■ Raw data
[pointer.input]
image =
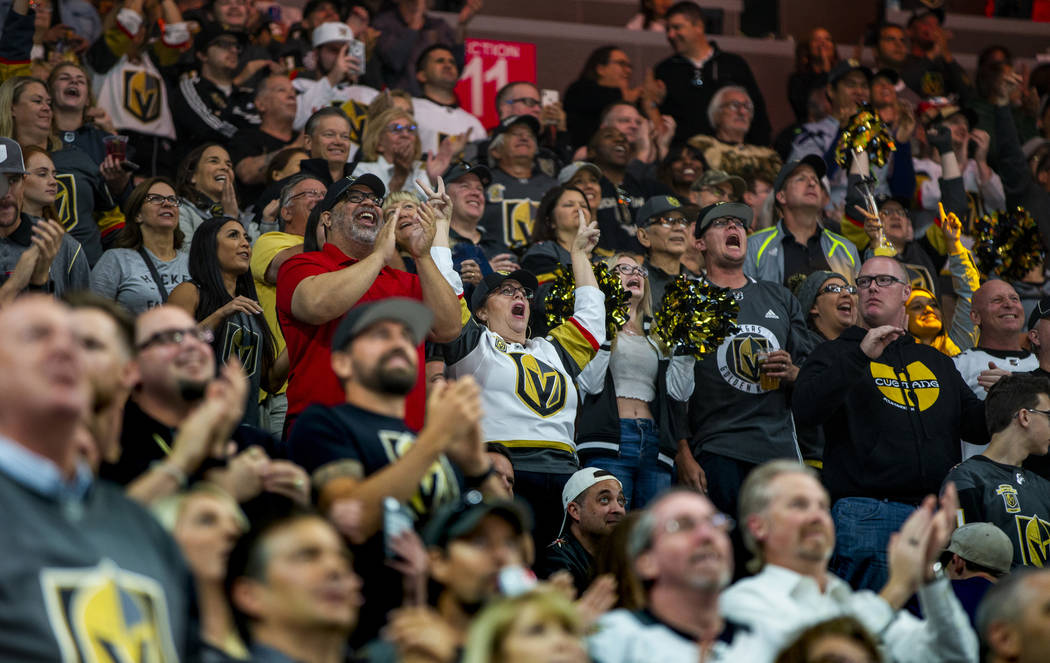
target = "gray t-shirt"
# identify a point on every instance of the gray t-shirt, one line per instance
(122, 275)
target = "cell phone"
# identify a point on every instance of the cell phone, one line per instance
(356, 49)
(397, 518)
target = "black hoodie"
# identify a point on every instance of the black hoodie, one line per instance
(891, 426)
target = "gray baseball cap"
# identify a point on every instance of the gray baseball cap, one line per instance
(11, 162)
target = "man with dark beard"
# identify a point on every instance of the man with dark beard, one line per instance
(361, 452)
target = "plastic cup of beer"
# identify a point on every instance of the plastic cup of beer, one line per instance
(117, 146)
(767, 382)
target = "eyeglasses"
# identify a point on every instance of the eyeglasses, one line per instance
(156, 199)
(509, 291)
(669, 222)
(176, 336)
(717, 521)
(356, 198)
(528, 102)
(883, 281)
(630, 269)
(836, 288)
(739, 105)
(313, 193)
(729, 221)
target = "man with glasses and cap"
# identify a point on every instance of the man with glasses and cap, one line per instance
(799, 244)
(315, 289)
(738, 414)
(893, 413)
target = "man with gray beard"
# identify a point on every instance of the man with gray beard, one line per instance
(316, 289)
(786, 524)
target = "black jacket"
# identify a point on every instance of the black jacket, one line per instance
(891, 426)
(689, 95)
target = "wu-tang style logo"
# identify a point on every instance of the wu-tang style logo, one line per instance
(1034, 536)
(437, 487)
(65, 201)
(539, 386)
(244, 344)
(738, 356)
(1009, 495)
(914, 387)
(142, 95)
(107, 615)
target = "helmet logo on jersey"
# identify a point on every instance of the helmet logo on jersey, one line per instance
(539, 386)
(1009, 495)
(107, 614)
(914, 387)
(1034, 536)
(142, 95)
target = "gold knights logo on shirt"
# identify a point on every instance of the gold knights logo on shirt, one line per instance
(107, 615)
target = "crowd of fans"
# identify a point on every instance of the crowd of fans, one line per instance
(282, 380)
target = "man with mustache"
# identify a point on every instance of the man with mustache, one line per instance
(893, 413)
(786, 524)
(315, 289)
(362, 451)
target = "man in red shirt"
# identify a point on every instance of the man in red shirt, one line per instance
(315, 289)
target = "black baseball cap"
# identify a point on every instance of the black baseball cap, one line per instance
(462, 517)
(462, 168)
(813, 161)
(510, 121)
(410, 312)
(720, 210)
(211, 32)
(340, 187)
(494, 281)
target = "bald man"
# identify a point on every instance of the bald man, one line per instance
(893, 411)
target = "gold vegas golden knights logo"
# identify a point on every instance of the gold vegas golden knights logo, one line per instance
(539, 386)
(107, 615)
(915, 387)
(142, 95)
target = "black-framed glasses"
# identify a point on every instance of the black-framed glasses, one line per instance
(630, 270)
(156, 199)
(836, 288)
(176, 336)
(883, 281)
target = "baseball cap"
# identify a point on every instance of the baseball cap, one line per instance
(983, 543)
(211, 32)
(813, 161)
(810, 289)
(460, 518)
(714, 178)
(410, 312)
(570, 171)
(11, 162)
(1042, 310)
(719, 210)
(462, 168)
(842, 67)
(510, 121)
(494, 281)
(333, 30)
(655, 206)
(339, 188)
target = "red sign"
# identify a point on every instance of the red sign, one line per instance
(490, 65)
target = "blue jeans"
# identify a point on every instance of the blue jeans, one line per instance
(862, 529)
(636, 465)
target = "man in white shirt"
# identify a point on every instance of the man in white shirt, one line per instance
(786, 523)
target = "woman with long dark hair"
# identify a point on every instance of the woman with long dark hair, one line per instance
(221, 295)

■ Aim
Images in the data above are to be skipped. Retype all other material exactly.

■ Worked solution
[pointer.input]
image =
target = "gray t-shirt"
# identify a point on every instance of the gray t-shirt, one line per instance
(122, 275)
target = "cell phone"
# identify a point on every instance of the cell phone, one line per instance
(356, 49)
(397, 518)
target = "black hoodie"
# identify a point on every instance of the black hoodie, one line per instance
(891, 426)
target = "gray baseball cap"
# identify a point on every instance of the gray baseball cap, one line per instance
(11, 162)
target = "man with dark beard"
# identify a point on every instance of the man with dark beard, one line per instance
(361, 452)
target = "plastic cup of beer"
# identify a point on every instance of the plastic cup of beer, one line per instance
(117, 146)
(767, 382)
target = "eyeglasses"
# identify a point on every instance of the eyeglasses, one line per instance
(156, 199)
(509, 291)
(669, 222)
(176, 336)
(717, 521)
(356, 198)
(528, 102)
(883, 281)
(630, 269)
(836, 288)
(739, 105)
(313, 193)
(729, 221)
target = "man with glasses and cap"
# identify a point on every instance of the man with glasses and cap, one line per instance
(799, 244)
(315, 289)
(738, 414)
(893, 413)
target = "man with gray beard"
# identify a point on every instance of the man with gray beard, one line per instance
(316, 289)
(786, 524)
target = "black jacket"
# identify a point on every instance of the black jacket, one line per instance
(891, 426)
(689, 95)
target = "wu-tang style logo"
# identify a point on every instance of the wu-tang style logo, one line per instance
(1034, 536)
(437, 487)
(65, 201)
(539, 386)
(244, 344)
(738, 356)
(1009, 495)
(914, 387)
(142, 95)
(107, 615)
target = "helmet logo on jersey"
# identify a point on every instance of the helmet logo on jersey, one line per instance
(539, 386)
(1009, 495)
(107, 614)
(914, 387)
(1034, 536)
(142, 95)
target = "gold knights logo on shirt"
# identify a point on every instance of the gold knights logo on shirt, one line per instance
(107, 615)
target = "crowd of fans"
# identify a point on every instance of the crowd of fans, one line per instance
(282, 380)
target = "man with mustache"
# identify a point on every instance of the man with mustache, one line per instance
(893, 413)
(786, 524)
(315, 289)
(362, 451)
target = "man in red shirt"
# identify a point on every instance of the man in red shirt, one line per instance
(315, 289)
target = "black baseball cap"
# identify a point on every instance of the black baseball cap, one line per instance
(462, 517)
(462, 168)
(813, 161)
(510, 121)
(410, 312)
(720, 210)
(211, 32)
(340, 187)
(494, 281)
target = "bald man"
# identify a point on every instance of the bald man, one line per instance
(893, 411)
target = "gold vegas golden knights logo"
# identify a point on every instance of the gold vegas golden knights logo, one line per instance
(539, 386)
(107, 615)
(915, 387)
(142, 95)
target = "black-framed glasses"
# identify a point on every instance of the black-framed glasses, one line per instance
(630, 270)
(156, 199)
(836, 288)
(176, 336)
(883, 281)
target = "baseball cap"
# identify a point on every instance of the baseball cap, one line per instance
(983, 543)
(211, 32)
(813, 161)
(810, 289)
(460, 518)
(714, 178)
(410, 312)
(570, 171)
(11, 162)
(1042, 310)
(719, 210)
(462, 168)
(842, 67)
(510, 121)
(494, 281)
(333, 30)
(655, 206)
(339, 188)
target = "red sign"
# identify a point on every instance of the red sign, one line per instance
(490, 65)
target = "blue jeans"
# identify a point on every instance of the blue jeans, one line per instance
(862, 529)
(636, 465)
target = "man in white shirt"
# identify a point on every instance of the man in white shirt, one line per instance
(786, 523)
target = "woman with long dark hair"
# identify a point on every instance of the woman with long dark hair, one line per instance
(221, 295)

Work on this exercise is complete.